Rewrite every line of the listing below as a Markdown table with the columns "No." and "Text", numbering the rows in order and leaving out blank lines.

DATA FOR THIS TASK >>
start

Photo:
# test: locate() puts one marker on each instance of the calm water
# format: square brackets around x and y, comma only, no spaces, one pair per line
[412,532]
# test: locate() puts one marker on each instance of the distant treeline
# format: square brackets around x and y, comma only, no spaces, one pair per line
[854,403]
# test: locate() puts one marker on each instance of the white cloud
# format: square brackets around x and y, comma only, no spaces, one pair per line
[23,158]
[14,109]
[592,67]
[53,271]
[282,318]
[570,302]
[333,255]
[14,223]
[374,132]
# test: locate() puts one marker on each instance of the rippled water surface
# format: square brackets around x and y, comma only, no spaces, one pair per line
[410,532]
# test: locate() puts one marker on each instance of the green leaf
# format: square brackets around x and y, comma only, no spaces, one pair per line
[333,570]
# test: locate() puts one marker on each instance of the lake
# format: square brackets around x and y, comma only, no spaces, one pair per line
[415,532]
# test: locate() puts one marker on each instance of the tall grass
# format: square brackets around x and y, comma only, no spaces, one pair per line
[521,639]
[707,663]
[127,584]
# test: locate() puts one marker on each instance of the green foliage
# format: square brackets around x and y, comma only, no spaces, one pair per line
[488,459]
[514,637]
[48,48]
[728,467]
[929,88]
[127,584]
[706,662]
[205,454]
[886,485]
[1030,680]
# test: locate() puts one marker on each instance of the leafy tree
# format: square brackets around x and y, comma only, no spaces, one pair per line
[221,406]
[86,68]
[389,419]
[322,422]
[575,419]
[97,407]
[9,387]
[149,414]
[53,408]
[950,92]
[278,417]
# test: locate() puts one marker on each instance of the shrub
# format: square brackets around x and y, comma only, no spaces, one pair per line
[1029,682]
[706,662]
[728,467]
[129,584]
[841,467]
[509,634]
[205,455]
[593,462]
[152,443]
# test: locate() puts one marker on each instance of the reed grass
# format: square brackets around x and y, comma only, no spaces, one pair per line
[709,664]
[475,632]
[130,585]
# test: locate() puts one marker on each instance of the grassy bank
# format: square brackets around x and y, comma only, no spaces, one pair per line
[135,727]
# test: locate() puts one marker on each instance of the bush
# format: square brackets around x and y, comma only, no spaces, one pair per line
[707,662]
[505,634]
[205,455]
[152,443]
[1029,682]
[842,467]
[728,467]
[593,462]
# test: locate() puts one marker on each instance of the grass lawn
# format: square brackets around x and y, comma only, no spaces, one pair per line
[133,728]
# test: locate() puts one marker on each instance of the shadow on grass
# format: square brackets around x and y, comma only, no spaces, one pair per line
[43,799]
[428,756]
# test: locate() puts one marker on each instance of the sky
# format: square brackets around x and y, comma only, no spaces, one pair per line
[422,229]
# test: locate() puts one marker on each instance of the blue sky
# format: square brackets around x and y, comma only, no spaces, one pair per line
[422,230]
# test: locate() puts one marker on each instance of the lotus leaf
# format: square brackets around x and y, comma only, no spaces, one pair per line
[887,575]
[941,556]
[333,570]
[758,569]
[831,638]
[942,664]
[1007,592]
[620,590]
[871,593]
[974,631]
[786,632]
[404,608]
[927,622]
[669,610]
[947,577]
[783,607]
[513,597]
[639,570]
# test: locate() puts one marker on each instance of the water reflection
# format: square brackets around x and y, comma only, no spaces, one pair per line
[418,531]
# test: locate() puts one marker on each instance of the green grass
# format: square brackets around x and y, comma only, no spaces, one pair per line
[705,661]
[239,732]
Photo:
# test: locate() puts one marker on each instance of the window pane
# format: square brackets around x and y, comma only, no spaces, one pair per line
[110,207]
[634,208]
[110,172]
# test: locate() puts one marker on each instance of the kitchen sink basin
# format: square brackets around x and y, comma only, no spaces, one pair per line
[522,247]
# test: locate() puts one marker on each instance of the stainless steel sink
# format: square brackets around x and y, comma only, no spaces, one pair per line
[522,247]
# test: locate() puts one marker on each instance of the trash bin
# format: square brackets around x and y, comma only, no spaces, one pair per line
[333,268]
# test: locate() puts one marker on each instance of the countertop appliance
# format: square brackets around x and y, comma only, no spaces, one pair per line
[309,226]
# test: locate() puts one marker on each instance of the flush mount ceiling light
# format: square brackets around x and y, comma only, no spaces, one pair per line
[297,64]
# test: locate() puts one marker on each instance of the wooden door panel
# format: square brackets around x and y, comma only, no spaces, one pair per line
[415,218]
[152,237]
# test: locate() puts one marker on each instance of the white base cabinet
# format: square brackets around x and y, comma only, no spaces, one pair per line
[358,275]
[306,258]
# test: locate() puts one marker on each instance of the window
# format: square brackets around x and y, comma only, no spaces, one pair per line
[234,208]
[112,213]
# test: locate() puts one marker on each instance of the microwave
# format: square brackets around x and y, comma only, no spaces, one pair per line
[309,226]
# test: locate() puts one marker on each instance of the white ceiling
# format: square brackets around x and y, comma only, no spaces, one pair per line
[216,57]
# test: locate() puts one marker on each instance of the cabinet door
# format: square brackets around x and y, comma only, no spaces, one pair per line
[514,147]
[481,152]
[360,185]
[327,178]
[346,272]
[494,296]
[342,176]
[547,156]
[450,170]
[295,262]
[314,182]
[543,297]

end

TASK SOLUTION >>
| No. | Text |
|---|---|
| 1 | Photo: |
| 2 | # test: locate() puts one marker on each instance of the calm water |
| 3 | # format: square brackets around x and y, comma only, no spaces, one pair per line |
| 4 | [412,532] |
| 5 | # test: locate() puts one marker on each instance of the distant treeline |
| 6 | # format: square brackets around x and y, comma only, no spaces, one pair per line |
| 7 | [854,403] |
| 8 | # test: locate() puts one marker on each instance of the white cloud |
| 9 | # format: square brackets around x and y, comma only, no spaces, one pair per line |
| 10 | [23,158] |
| 11 | [14,109] |
| 12 | [592,67] |
| 13 | [53,271] |
| 14 | [282,318] |
| 15 | [570,302] |
| 16 | [333,255] |
| 17 | [14,223] |
| 18 | [374,132] |
| 19 | # test: locate() puts one marker on each instance of the rippled water surface |
| 20 | # format: square brackets around x and y, comma only, no spaces, one pair per line |
| 21 | [410,532] |
| 22 | # test: locate() puts one marker on each instance of the green leaf |
| 23 | # format: square brackets around x and y, comma only, no spaces, one pair per line |
| 24 | [333,570] |
| 25 | # test: locate() puts one marker on each instance of the lake |
| 26 | # format: square brackets around x and y, comma only, no spaces, one pair per line |
| 27 | [415,532] |
| 28 | # test: locate() puts one marker on each instance of the tall grass |
| 29 | # format: square brackets around x and y, comma only, no spaces, one pair per line |
| 30 | [521,639] |
| 31 | [707,663] |
| 32 | [127,584] |
| 33 | # test: locate() puts one marker on each instance of the green foliage |
| 34 | # format: square brackets around x and y, comma only, no spaces, one pair per line |
| 35 | [488,459] |
| 36 | [514,637] |
| 37 | [48,48] |
| 38 | [728,467] |
| 39 | [929,88] |
| 40 | [127,584] |
| 41 | [706,662] |
| 42 | [205,454] |
| 43 | [886,485] |
| 44 | [1030,680] |
| 45 | # test: locate() puts one marker on each instance of the leafy tree |
| 46 | # format: square brackets around x and y, comma only, no spaces, one pair per line |
| 47 | [221,406] |
| 48 | [86,68] |
| 49 | [389,419] |
| 50 | [322,422] |
| 51 | [575,419] |
| 52 | [97,407] |
| 53 | [9,387] |
| 54 | [149,414] |
| 55 | [53,408] |
| 56 | [950,92] |
| 57 | [278,417] |
| 58 | # test: locate() puts one marker on each instance of the shrub |
| 59 | # format: square brackets around x and y, comma only, no spaces, one pair per line |
| 60 | [1029,682] |
| 61 | [706,662] |
| 62 | [728,467] |
| 63 | [129,584] |
| 64 | [841,467] |
| 65 | [509,634] |
| 66 | [205,455] |
| 67 | [593,462] |
| 68 | [152,443] |
| 69 | # test: locate() puts one marker on each instance of the reed grass |
| 70 | # format: square brackets around x and y, comma only, no spaces, one pair per line |
| 71 | [709,664] |
| 72 | [475,632] |
| 73 | [130,585] |
| 74 | # test: locate() puts one marker on each instance of the grassy bank |
| 75 | # format: square brackets around x and y, comma only, no spaces, one pair per line |
| 76 | [135,727] |
| 77 | # test: locate() puts one marker on each instance of the bush |
| 78 | # format: square brackets around x and y, comma only, no spaces, one pair per line |
| 79 | [707,662] |
| 80 | [505,634] |
| 81 | [205,455] |
| 82 | [152,443] |
| 83 | [1029,682] |
| 84 | [842,467] |
| 85 | [728,467] |
| 86 | [593,462] |
| 87 | # test: locate() puts one marker on each instance of the grass lawn |
| 88 | # format: square brackets around x and y, comma only, no spaces, one pair per line |
| 89 | [133,728] |
| 90 | # test: locate() puts one marker on each instance of the shadow on grass |
| 91 | # format: square brackets around x and y, comma only, no spaces, one pair per line |
| 92 | [43,799] |
| 93 | [428,756] |
| 94 | # test: locate() puts one marker on each instance of the sky |
| 95 | # format: square brackets around x and y, comma only, no spaces, one pair per line |
| 96 | [422,229] |
| 97 | # test: locate() puts one marker on each instance of the blue sky |
| 98 | # format: square brackets around x and y, comma only, no spaces, one pair per line |
| 99 | [422,230] |
| 100 | # test: locate() puts one marker on each instance of the lotus leaf |
| 101 | # format: square brackets around x and y, comma only, no spaces, one pair per line |
| 102 | [887,575] |
| 103 | [941,556] |
| 104 | [333,570] |
| 105 | [758,569] |
| 106 | [831,638] |
| 107 | [942,664] |
| 108 | [1007,592] |
| 109 | [620,590] |
| 110 | [871,593] |
| 111 | [974,631] |
| 112 | [786,632] |
| 113 | [404,608] |
| 114 | [927,622] |
| 115 | [669,610] |
| 116 | [947,577] |
| 117 | [783,607] |
| 118 | [513,597] |
| 119 | [639,570] |
| 120 | # test: locate() puts one marker on each instance of the water reflection |
| 121 | # format: square brackets around x and y, comma only, no spaces, one pair per line |
| 122 | [418,531] |
| 123 | # test: locate() puts one marker on each instance of the green grass |
| 124 | # format: square brackets around x and y, comma only, no spaces, one pair per line |
| 125 | [705,661] |
| 126 | [239,732] |
| 127 | Photo: |
| 128 | # test: locate() puts one marker on each instance of the window pane |
| 129 | # format: square brackets around x and y, comma only, no spaces, one pair per line |
| 130 | [110,207] |
| 131 | [634,208] |
| 132 | [110,172] |
| 133 | # test: locate() puts one marker on each instance of the kitchen sink basin |
| 134 | # format: square brackets around x and y, comma only, no spaces, one pair per line |
| 135 | [522,247] |
| 136 | # test: locate() puts one marker on each instance of the stainless steel sink |
| 137 | # format: square brackets around x and y, comma only, no spaces, one pair per line |
| 138 | [522,247] |
| 139 | # test: locate() puts one marker on each instance of the trash bin |
| 140 | # format: square brackets around x and y, comma only, no spaces, one pair per line |
| 141 | [333,268] |
| 142 | # test: locate() puts one marker on each instance of the countertop appliance |
| 143 | # format: square brackets around x and y, comma only, no spaces, one pair per line |
| 144 | [309,226] |
| 145 | # test: locate() puts one marker on each instance of the flush mount ceiling light |
| 146 | # format: square brackets around x and y, comma only, no spaces, one pair per line |
| 147 | [297,64] |
| 148 | # test: locate() puts one marker on each instance of the wooden door panel |
| 149 | # format: square brackets around x and y, comma only, no spaces, one pair per line |
| 150 | [415,218] |
| 151 | [152,237] |
| 152 | # test: locate() puts one marker on each instance of the white base cabinet |
| 153 | # format: square brackets around x and y, comma only, no spaces, one pair per line |
| 154 | [358,275] |
| 155 | [306,258] |
| 156 | # test: locate() puts one marker on each instance of the window |
| 157 | # format: square brackets around x and y, comma only, no spaces, one pair per line |
| 158 | [234,208] |
| 159 | [112,213] |
| 160 | # test: locate() puts one marker on each instance of the microwave |
| 161 | # format: square brackets around x and y, comma only, no spaces, one pair per line |
| 162 | [309,226] |
| 163 | # test: locate() puts one marker on each instance of the white ceiling |
| 164 | # format: square brackets around x and y, comma only, no spaces, one pair per line |
| 165 | [216,57] |
| 166 | # test: locate() puts one marker on each instance of the cabinet door |
| 167 | # format: square brackets around x and y, comma only, no spaces, one pair per line |
| 168 | [514,147] |
| 169 | [481,152] |
| 170 | [360,185] |
| 171 | [327,178] |
| 172 | [346,272] |
| 173 | [494,296] |
| 174 | [342,176] |
| 175 | [547,156] |
| 176 | [450,170] |
| 177 | [295,262] |
| 178 | [314,182] |
| 179 | [543,297] |